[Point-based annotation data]
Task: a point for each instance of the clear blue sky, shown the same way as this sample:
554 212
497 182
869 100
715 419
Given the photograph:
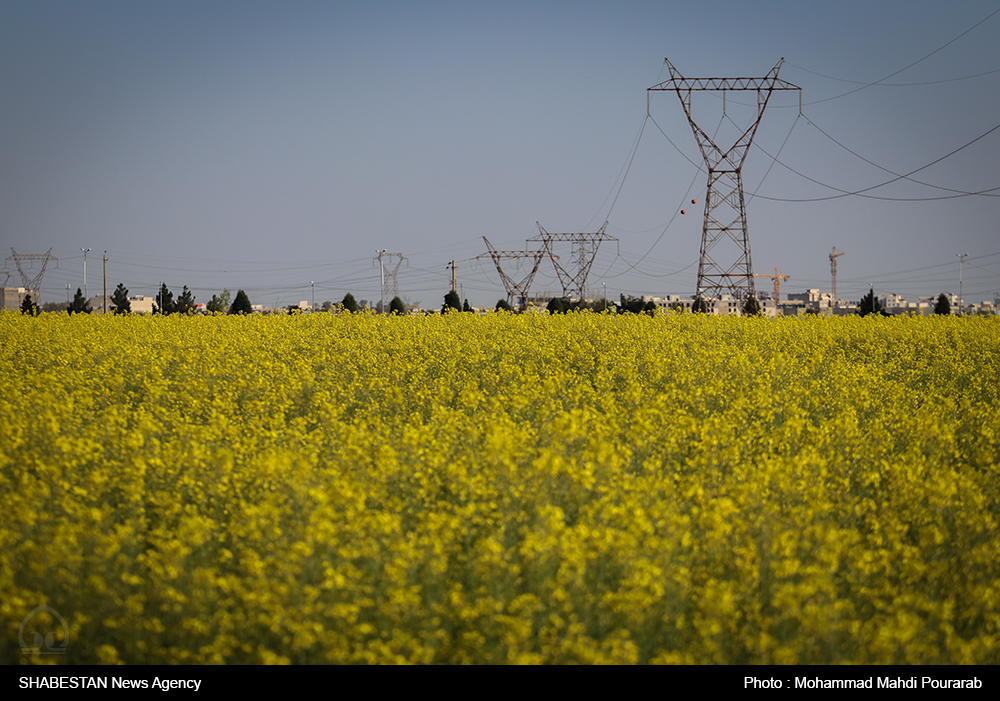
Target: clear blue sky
266 145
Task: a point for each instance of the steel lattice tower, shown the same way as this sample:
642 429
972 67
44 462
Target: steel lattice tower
32 284
583 253
390 285
514 288
724 264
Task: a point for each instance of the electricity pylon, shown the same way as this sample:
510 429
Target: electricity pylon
390 283
833 272
512 286
725 206
583 253
32 284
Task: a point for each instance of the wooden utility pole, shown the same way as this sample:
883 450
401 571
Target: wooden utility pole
833 272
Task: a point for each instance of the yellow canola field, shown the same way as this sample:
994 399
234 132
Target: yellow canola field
501 489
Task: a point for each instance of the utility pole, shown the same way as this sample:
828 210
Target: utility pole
961 298
86 294
833 271
382 285
725 207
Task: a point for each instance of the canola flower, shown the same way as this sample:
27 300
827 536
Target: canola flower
502 489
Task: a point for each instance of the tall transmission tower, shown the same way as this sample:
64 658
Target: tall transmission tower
833 272
390 283
515 289
726 267
32 284
584 250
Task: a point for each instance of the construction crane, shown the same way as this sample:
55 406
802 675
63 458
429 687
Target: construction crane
833 272
777 282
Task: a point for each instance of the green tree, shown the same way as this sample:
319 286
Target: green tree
870 305
29 307
349 303
241 305
164 301
219 303
452 301
79 305
635 305
185 302
120 299
943 306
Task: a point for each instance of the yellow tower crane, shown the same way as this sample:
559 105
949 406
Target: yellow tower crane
777 282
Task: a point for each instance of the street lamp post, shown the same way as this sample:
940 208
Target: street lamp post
381 267
86 293
961 298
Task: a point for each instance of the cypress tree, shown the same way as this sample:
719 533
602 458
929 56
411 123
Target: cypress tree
241 305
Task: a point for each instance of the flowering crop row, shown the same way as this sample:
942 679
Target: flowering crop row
508 488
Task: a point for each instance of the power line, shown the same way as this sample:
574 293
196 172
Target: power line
906 67
860 193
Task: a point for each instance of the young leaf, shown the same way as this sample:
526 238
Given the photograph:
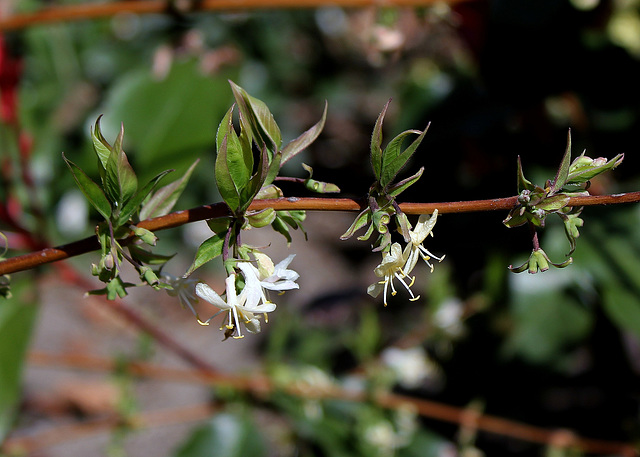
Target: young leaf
120 181
401 186
523 183
224 180
376 143
131 206
563 171
90 189
100 144
163 200
208 250
394 158
303 141
257 113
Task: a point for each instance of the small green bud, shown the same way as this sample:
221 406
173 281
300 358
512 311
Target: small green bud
147 236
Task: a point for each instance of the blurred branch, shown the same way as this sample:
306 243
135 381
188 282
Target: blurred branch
44 440
69 13
261 385
132 317
44 256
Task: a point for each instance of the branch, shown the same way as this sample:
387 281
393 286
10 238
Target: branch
70 13
261 385
44 256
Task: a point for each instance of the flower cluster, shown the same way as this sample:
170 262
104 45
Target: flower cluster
398 263
246 294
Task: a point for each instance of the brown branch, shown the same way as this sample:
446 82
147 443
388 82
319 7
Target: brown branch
69 13
119 307
44 256
261 385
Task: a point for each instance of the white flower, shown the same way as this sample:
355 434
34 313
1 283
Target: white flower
390 268
241 308
415 248
410 365
276 277
184 289
268 276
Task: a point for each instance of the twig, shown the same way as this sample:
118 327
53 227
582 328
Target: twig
102 10
261 385
119 307
60 434
44 256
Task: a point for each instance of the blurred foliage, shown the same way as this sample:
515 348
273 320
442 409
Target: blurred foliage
497 80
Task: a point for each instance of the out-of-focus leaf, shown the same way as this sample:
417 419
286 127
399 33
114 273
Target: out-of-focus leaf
303 141
623 307
100 144
120 181
163 200
17 316
425 444
546 320
165 118
228 435
90 189
376 143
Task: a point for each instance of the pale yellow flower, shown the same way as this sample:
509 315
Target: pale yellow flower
391 268
415 249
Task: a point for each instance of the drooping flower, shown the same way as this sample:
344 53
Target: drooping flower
390 268
276 277
415 249
184 289
241 308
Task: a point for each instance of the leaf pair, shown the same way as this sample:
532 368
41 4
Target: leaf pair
536 203
122 203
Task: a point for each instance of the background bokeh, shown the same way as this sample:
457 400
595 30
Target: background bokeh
496 79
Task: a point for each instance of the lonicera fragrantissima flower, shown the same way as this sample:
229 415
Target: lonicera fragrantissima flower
241 308
184 289
415 249
391 267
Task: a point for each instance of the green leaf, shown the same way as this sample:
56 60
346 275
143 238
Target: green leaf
90 189
303 141
163 200
376 143
394 158
208 250
362 219
224 180
563 171
228 435
581 174
168 119
17 318
263 125
401 186
132 205
553 203
262 218
148 257
120 181
281 227
100 144
523 183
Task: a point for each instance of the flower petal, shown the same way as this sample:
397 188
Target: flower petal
208 294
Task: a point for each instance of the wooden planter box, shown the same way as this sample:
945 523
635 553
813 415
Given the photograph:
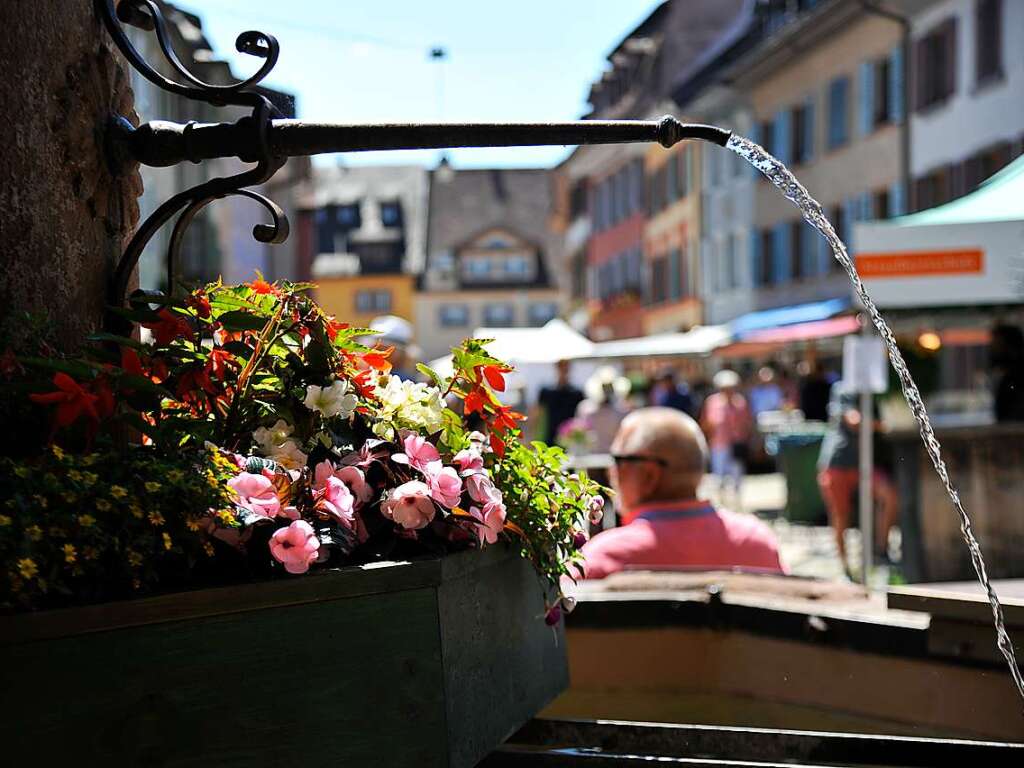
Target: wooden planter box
431 663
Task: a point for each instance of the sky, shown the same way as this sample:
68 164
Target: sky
368 60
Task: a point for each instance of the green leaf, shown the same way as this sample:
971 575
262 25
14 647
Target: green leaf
240 320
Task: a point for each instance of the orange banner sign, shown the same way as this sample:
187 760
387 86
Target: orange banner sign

> _Set problem_
Restate the data above exactly, stripping out each image.

> _Completed exercise_
Task: a point for each instance of the clear blue sky, shown the same way as this sample:
554 212
497 182
869 100
715 419
Given the photograph:
Target: clear blue sky
266 145
Task: a point for each instance of the steel lattice tower, shown the same way as this sample:
642 429
972 67
44 462
Target: steel lattice tower
32 284
583 253
390 285
514 288
724 264
Task: a point for each instance of the electricity pylon, shown the same way as this sample:
510 429
Target: electricity pylon
390 283
833 272
512 286
725 206
583 253
32 284
Task: a point for each instance of the wooden utility pole, shown the same way as this sample:
883 450
401 571
Target: wooden utility pole
833 272
Task: a point for each instance of the yellow canola field, shown the same way as this sample:
994 399
234 132
Target: yellow canola field
501 489
Task: a point for each instance of the utility pole, shown the same way as this sample:
828 210
Target: utility pole
961 298
86 294
833 271
382 285
725 207
Task: a point for each instance of the canola flower, shown the same way as this sample:
27 300
827 536
Target: canola flower
502 489
Task: a point for each instance of the tall transmission tower, shown the same way as this sample:
64 658
Target: tall transmission tower
833 272
390 283
515 289
726 267
32 284
584 250
Task: a point for each instance of the construction crane, shown the same way as this sample:
55 406
802 675
63 458
429 687
Target: construction crane
833 272
777 282
Task: a point for each instance of the green tree, shown the same way as this sample:
319 286
Target: green tree
870 305
29 307
349 303
241 305
164 301
219 303
452 301
79 305
635 305
185 302
120 299
943 306
Task: a point for each instance of the yellow tower crane, shown the same way as this sample:
559 105
949 406
Target: yellow tower crane
777 282
Task: a point for each instance of the street lamp post, shown the same way as this sample:
940 208
Target: street lamp post
381 267
86 293
961 298
Task: a point for each instance of the cypress tree, shown the same way as this sample:
719 533
602 458
929 56
411 123
Target: cypress tree
241 305
Task: a point for each instance of the flowering crop row, shown the same way as this sample:
942 679
Target: flowering crop row
508 488
Task: a point for each instance of the power line, shown the same way as this sample:
574 293
196 172
Target: power line
906 67
860 193
Task: a point for each instance of the young leaf, shown the same way as this sample:
526 238
Given the photograph:
Target: young leaf
120 181
401 186
523 183
224 180
376 143
131 206
563 171
90 189
100 144
163 200
208 250
394 158
303 141
257 113
Task: a point for each instance of the small green bud, shown the same way as this sample:
221 406
173 281
300 358
512 311
Target: small green bud
147 236
Task: a point for each instance of the blurred branch, shown the same way as this sample:
306 243
135 381
188 282
Target: blurred branch
44 440
69 13
261 385
132 317
44 256
Task: a point for each instance of the branch, shown the same way as this sample:
387 281
393 286
10 238
Target: branch
70 13
261 385
44 256
Task: a point for each instance of the flower cluster, shown the same way as this sample:
170 262
104 45
Target: flower cluster
398 263
246 294
Task: a point for each instance of the brown branch, shown the same way as this sample:
446 82
147 443
388 82
319 7
Target: brown branch
69 13
119 307
44 256
261 385
Task: a point for each instance of the white flower, shown the same way as this sample:
355 434
34 313
1 283
Target: white flower
390 268
241 308
415 248
410 365
276 277
184 289
268 276
Task: a point for each instance of the twig, shown the same way as this sample:
118 327
53 227
582 328
Target: twig
102 10
261 385
119 307
60 434
44 256
Task: a point for each instance of the blurred foliage, shown the same way as this sample:
515 348
273 320
442 409
Target: blurred foliage
497 80
Task: a point for each instance of the out-of-focus leaf, shown the same way as this sample:
417 419
286 127
399 33
114 273
Target: out-of-focus leaf
303 141
623 307
100 144
120 181
163 200
17 316
425 444
546 320
165 118
228 435
90 189
376 143
Task: a point for each instance of the pale yellow flower, shown the same way as this sample:
509 315
Target: pale yellow flower
391 268
415 249
Task: a point for each instance of the drooping flower, shown the same way as this sample:
344 53
Target: drooping flower
390 268
276 277
415 249
184 289
241 308
Task: a point for each instance of the leaf pair, shown the same way as this sample:
532 368
41 4
Target: leaf pair
536 203
122 203
Task: a point for each instance of the background bokeh, shown the same way as this sample:
457 400
595 30
Target: background bokeh
496 79
Task: a point for each instance of the lonicera fragrantissima flower, shown the same way as this sample:
229 415
Target: lonicera fragrantissima flower
241 308
184 289
415 249
391 267
Task: a point for each instance of the green leaf, shown the same way as this sample:
56 60
346 275
143 238
Target: green leaf
90 189
303 141
163 200
376 143
394 158
208 250
362 219
224 180
563 171
228 435
581 174
168 119
17 318
263 125
401 186
132 205
553 203
262 218
148 257
120 181
281 227
100 144
523 183
Task: a point for each instance of the flower petal, shown the same way as this sample:
397 188
Target: flower petal
208 294
Task: a point for each instance of the wooden planter box, shown the same way as this sample:
945 523
635 553
813 415
Given the photograph:
Target: wooden planter box
431 663
Task: a point for each instance of the sky, shown the same way as this sample:
68 164
Target: sky
368 60
Task: a point for each instance of the green leaf, shown the same way as this sample:
971 575
262 25
14 647
Target: green leaf
240 320
Task: a point for each instance of the orange banner sign, shown the same way as this sample:
187 760
387 86
Target: orange banner sign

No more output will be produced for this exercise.